◆ To do:
Give back every record that follows, exactly as written.
(Information shown)
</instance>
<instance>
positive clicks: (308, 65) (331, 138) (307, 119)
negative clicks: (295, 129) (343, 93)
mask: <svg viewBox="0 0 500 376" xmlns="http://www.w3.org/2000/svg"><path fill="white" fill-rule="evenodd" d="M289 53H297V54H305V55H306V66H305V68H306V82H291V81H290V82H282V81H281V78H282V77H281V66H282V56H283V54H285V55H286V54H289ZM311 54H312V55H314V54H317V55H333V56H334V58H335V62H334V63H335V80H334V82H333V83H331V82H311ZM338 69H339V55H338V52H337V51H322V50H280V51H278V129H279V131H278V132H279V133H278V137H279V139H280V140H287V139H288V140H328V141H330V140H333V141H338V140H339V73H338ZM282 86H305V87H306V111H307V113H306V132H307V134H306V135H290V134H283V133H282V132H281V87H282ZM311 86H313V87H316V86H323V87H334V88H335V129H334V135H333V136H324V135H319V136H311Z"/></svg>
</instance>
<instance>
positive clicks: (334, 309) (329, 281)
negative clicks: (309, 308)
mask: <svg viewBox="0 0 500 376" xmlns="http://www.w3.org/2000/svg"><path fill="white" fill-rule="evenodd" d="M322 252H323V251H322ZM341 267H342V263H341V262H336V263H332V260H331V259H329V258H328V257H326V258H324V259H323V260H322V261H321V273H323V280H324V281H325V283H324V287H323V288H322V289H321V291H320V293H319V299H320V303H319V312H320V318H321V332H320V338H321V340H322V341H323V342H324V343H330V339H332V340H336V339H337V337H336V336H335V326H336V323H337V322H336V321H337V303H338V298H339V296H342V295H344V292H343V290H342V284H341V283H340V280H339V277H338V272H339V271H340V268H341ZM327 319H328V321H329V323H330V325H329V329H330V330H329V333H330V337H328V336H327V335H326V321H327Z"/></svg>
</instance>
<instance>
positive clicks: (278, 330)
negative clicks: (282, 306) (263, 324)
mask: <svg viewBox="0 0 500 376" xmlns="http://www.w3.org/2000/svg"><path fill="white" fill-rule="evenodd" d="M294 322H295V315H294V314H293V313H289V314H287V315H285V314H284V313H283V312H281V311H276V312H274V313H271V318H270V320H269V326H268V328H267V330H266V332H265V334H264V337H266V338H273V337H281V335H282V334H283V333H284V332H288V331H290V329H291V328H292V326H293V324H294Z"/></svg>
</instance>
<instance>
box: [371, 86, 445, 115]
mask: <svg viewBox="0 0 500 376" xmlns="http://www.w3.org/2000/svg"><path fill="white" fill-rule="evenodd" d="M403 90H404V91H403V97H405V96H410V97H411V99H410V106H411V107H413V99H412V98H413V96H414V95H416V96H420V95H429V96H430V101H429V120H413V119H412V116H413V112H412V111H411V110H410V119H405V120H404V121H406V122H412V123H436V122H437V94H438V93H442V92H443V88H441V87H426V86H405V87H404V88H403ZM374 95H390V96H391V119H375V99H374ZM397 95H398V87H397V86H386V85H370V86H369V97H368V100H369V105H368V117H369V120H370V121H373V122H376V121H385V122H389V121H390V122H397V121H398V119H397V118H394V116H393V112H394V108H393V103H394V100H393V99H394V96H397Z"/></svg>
(End Information shown)
◆ Result:
</instance>
<instance>
positive clicks: (308, 65) (331, 138) (307, 119)
negative clicks: (295, 129) (343, 93)
mask: <svg viewBox="0 0 500 376" xmlns="http://www.w3.org/2000/svg"><path fill="white" fill-rule="evenodd" d="M289 53H297V54H305V55H306V66H305V68H306V82H291V81H290V82H282V81H281V78H282V77H281V66H282V56H283V54H285V55H286V54H289ZM311 54H312V55H314V54H317V55H333V56H334V58H335V62H334V63H335V80H334V82H333V83H331V82H311ZM338 69H339V55H338V52H337V51H322V50H280V51H278V129H279V131H278V132H279V133H278V137H279V139H280V140H287V139H288V140H328V141H330V140H333V141H338V140H339V73H338ZM282 86H305V87H306V111H307V113H306V132H307V134H306V135H290V134H283V133H282V132H281V87H282ZM311 86H313V87H316V86H323V87H334V88H335V129H334V135H333V136H324V135H319V136H311Z"/></svg>
</instance>
<instance>
positive clicks: (334, 309) (329, 281)
negative clicks: (309, 308)
mask: <svg viewBox="0 0 500 376" xmlns="http://www.w3.org/2000/svg"><path fill="white" fill-rule="evenodd" d="M322 252H323V251H322ZM341 267H342V263H341V262H336V263H332V260H331V259H329V258H328V257H326V258H324V259H323V260H322V261H321V273H323V280H324V281H325V283H324V287H323V288H322V289H321V291H320V293H319V299H320V303H319V312H320V318H321V332H320V338H321V340H322V341H323V342H324V343H330V339H332V340H336V339H337V337H336V336H335V326H336V323H337V322H336V321H337V303H338V298H339V296H342V295H344V292H343V290H342V284H341V283H340V280H339V277H338V272H339V271H340V268H341ZM327 319H328V321H329V323H330V325H329V329H330V330H329V333H330V337H328V336H327V335H326V321H327Z"/></svg>
</instance>
<instance>
positive clicks: (278, 330)
negative clicks: (282, 306) (263, 324)
mask: <svg viewBox="0 0 500 376" xmlns="http://www.w3.org/2000/svg"><path fill="white" fill-rule="evenodd" d="M294 322H295V315H294V314H293V313H289V314H287V315H285V314H284V313H283V312H281V311H276V312H274V313H271V318H270V320H269V326H268V328H267V330H266V332H265V334H264V337H266V338H273V337H281V335H282V334H283V333H284V332H288V331H290V329H291V328H292V326H293V324H294Z"/></svg>
</instance>
<instance>
box: [371, 86, 445, 115]
mask: <svg viewBox="0 0 500 376" xmlns="http://www.w3.org/2000/svg"><path fill="white" fill-rule="evenodd" d="M403 90H404V91H403V97H405V96H410V97H411V99H410V106H411V107H413V99H412V98H413V96H414V95H416V96H420V95H429V96H430V101H429V120H413V119H412V116H413V112H412V111H411V110H410V119H405V120H404V121H406V122H412V123H436V122H437V94H438V93H442V92H443V88H441V87H426V86H405V87H404V88H403ZM374 95H390V96H391V119H375V99H374ZM397 95H398V87H397V86H386V85H370V86H369V97H368V100H369V105H368V117H369V120H370V121H373V122H376V121H385V122H389V121H390V122H397V121H398V119H397V118H394V116H393V112H394V108H393V103H394V100H393V99H394V96H397Z"/></svg>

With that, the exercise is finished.